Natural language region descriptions
-- -- --

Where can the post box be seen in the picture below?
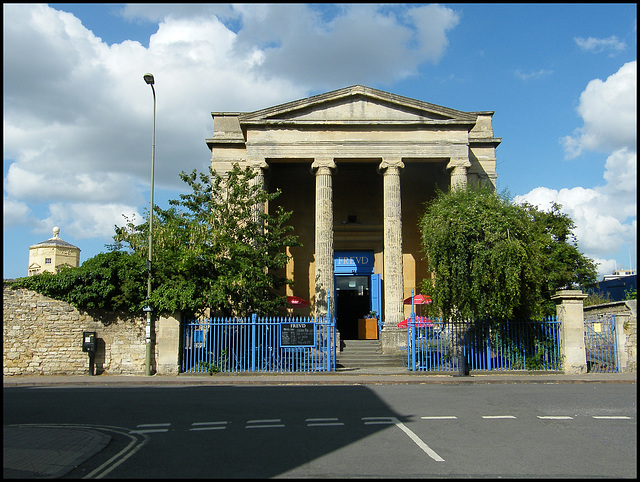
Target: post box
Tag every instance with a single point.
(89, 341)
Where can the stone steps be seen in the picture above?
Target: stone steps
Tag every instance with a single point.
(365, 353)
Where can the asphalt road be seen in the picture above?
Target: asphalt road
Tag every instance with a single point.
(400, 431)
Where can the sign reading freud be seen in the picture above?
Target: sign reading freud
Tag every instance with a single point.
(353, 262)
(297, 334)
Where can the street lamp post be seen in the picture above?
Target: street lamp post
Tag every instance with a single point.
(148, 78)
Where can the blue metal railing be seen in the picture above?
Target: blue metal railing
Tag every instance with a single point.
(600, 343)
(256, 344)
(436, 345)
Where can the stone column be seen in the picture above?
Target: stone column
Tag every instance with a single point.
(459, 166)
(569, 310)
(324, 234)
(168, 345)
(258, 168)
(393, 275)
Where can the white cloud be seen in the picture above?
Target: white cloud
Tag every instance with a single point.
(532, 75)
(608, 110)
(14, 212)
(78, 115)
(597, 45)
(89, 220)
(605, 215)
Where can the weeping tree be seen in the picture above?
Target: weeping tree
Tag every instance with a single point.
(493, 260)
(216, 247)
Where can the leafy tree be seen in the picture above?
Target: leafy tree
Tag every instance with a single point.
(216, 247)
(493, 260)
(108, 281)
(564, 266)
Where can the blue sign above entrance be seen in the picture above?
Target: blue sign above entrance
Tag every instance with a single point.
(353, 262)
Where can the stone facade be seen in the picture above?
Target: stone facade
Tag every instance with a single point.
(626, 313)
(42, 336)
(52, 254)
(356, 166)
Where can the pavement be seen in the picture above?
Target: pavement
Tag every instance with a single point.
(54, 451)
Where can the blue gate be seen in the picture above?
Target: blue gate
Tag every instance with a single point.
(255, 344)
(436, 345)
(600, 342)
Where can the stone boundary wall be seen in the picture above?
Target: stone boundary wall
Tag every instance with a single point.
(627, 319)
(43, 336)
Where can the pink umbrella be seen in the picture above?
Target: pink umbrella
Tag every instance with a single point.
(418, 300)
(295, 302)
(421, 322)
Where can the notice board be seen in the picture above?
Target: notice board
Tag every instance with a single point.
(297, 334)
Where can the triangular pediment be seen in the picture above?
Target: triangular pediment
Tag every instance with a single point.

-- -- --

## WHAT NEEDS TO BE DONE:
Without including any picture, repeat the data exactly.

## RESPONSE AREA:
Where can the post box be seen in the picture below?
Target: post box
Tag every instance with a single point.
(89, 341)
Where can the stone steps be seen in the picture above?
Target: stone steps
Tag every instance with a single point.
(365, 353)
Where can the asphalt road be seen in the picture above?
Target: asphalt road
Tag every instance with a single point.
(400, 431)
Where can the sign reading freud be seen in the picture above?
Target: sign reading freud
Tag every instance with a single point.
(353, 262)
(297, 334)
Where can the street lamp post be seen in the picture above?
Target: street lamp post
Tag every instance with a single point.
(148, 78)
Where can the blue metal railing be seen in the picture above?
Target: blue metal railing
Tag every instance with a single point.
(600, 343)
(256, 344)
(436, 345)
Where can the stone column be seen in the picture above?
Target: stone column
Tag every instance with a single point.
(459, 166)
(569, 310)
(324, 234)
(168, 345)
(258, 168)
(393, 275)
Where can the white cloud be seen in the picture above?
Target: white cloud
Tag every instance with a single point.
(532, 75)
(608, 110)
(14, 212)
(78, 115)
(597, 45)
(89, 220)
(605, 215)
Where can the weeping tree be seen in the picture above?
Target: weeping tree
Tag every instance with a single point.
(493, 260)
(216, 247)
Where can the leafy tree be seen in the picture above?
Target: leafy tree
Tag every instance with a single point.
(216, 247)
(493, 260)
(108, 281)
(564, 266)
Where can the blue sign above entrance be seen in the picture above?
Target: blue sign above entrance
Tag every instance with a single point.
(353, 262)
Where can the stone facade be seen in the picture above?
Target: stone facade
Tag every instance with a single point.
(626, 313)
(42, 336)
(52, 254)
(356, 166)
Where can the pavement be seen in the picture above?
Target: pavement
Tag every instance with a single point.
(54, 451)
Where can the blue gate be seen in the picture above?
Target: blue gate
Tag every instance with a single point.
(255, 344)
(436, 345)
(600, 342)
Where can the stone boundary wall be seen in the picture above?
Target: stone boundary wall
Tag every instance with a single point.
(627, 319)
(43, 336)
Where can the pink umbrella be seen in the picture above?
Target: pink umbrella
Tag every instance with a single point.
(418, 300)
(295, 302)
(421, 322)
Where can the notice board be seen in the picture above?
Target: notice board
Tag every instance with a single point.
(297, 334)
Where can the triangular pediment be seen in the picture above?
Target: triangular pediment
Tag every instance with a single point.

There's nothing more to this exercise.